**Task details**
How many lines in the material below contain the word "crystal"? Reply with the number alone.

**Extracted data**
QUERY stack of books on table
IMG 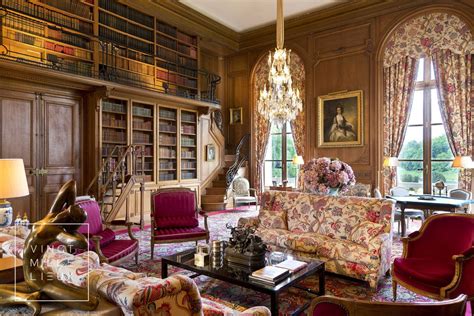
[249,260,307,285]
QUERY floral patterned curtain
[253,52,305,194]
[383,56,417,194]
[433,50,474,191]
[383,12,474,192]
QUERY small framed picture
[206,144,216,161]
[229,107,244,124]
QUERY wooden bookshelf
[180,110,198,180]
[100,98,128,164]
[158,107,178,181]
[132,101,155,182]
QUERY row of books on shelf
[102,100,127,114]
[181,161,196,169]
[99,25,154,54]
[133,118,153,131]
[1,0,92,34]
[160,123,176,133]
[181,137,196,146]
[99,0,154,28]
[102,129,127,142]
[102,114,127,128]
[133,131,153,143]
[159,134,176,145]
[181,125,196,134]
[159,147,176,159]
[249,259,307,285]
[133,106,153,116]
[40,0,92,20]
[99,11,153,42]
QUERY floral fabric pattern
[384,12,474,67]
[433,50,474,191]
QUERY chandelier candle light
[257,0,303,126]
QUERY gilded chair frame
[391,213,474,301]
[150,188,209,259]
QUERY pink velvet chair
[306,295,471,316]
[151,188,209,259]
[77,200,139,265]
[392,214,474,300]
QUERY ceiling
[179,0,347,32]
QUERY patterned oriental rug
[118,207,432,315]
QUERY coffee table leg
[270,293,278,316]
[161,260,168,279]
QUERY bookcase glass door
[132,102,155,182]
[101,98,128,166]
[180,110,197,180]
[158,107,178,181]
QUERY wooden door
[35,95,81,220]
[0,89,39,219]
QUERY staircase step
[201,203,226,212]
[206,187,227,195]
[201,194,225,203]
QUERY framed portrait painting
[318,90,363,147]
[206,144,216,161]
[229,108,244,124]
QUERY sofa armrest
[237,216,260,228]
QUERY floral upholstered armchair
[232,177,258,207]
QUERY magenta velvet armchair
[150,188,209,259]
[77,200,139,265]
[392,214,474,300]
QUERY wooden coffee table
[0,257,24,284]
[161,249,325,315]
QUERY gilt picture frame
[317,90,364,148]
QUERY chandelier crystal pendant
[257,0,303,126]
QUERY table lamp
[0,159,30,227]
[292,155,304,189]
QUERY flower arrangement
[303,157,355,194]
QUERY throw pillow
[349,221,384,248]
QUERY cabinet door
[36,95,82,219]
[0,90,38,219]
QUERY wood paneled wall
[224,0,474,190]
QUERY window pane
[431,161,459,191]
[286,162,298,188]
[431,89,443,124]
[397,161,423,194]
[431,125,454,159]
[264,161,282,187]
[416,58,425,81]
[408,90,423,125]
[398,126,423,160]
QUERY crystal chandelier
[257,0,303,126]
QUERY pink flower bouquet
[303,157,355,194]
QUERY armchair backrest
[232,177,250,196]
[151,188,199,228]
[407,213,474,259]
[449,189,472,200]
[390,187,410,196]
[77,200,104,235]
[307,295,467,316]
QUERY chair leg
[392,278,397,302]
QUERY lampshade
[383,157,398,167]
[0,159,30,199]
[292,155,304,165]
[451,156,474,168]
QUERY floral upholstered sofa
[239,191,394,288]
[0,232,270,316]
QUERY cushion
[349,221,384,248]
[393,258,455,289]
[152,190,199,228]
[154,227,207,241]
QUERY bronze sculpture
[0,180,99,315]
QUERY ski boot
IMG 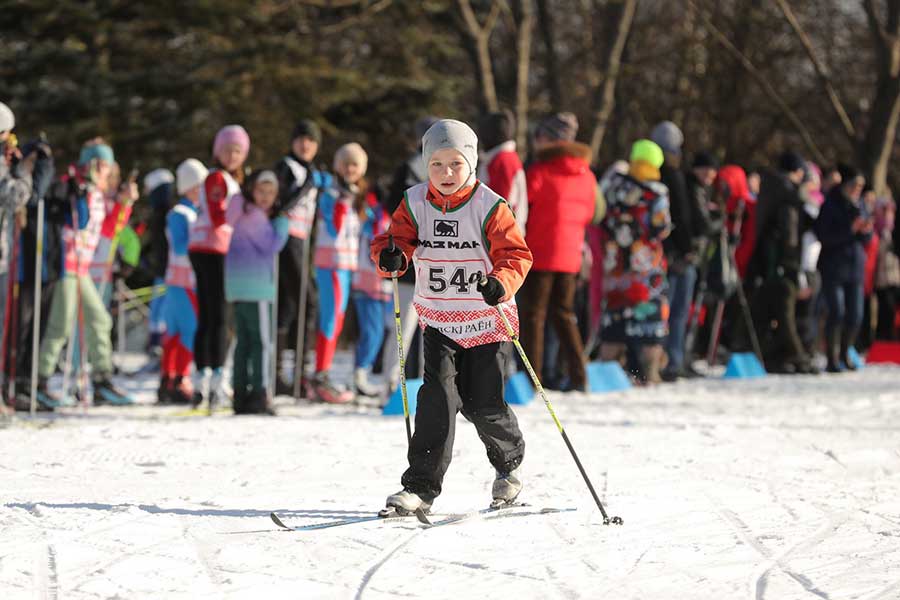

**Output for this task**
2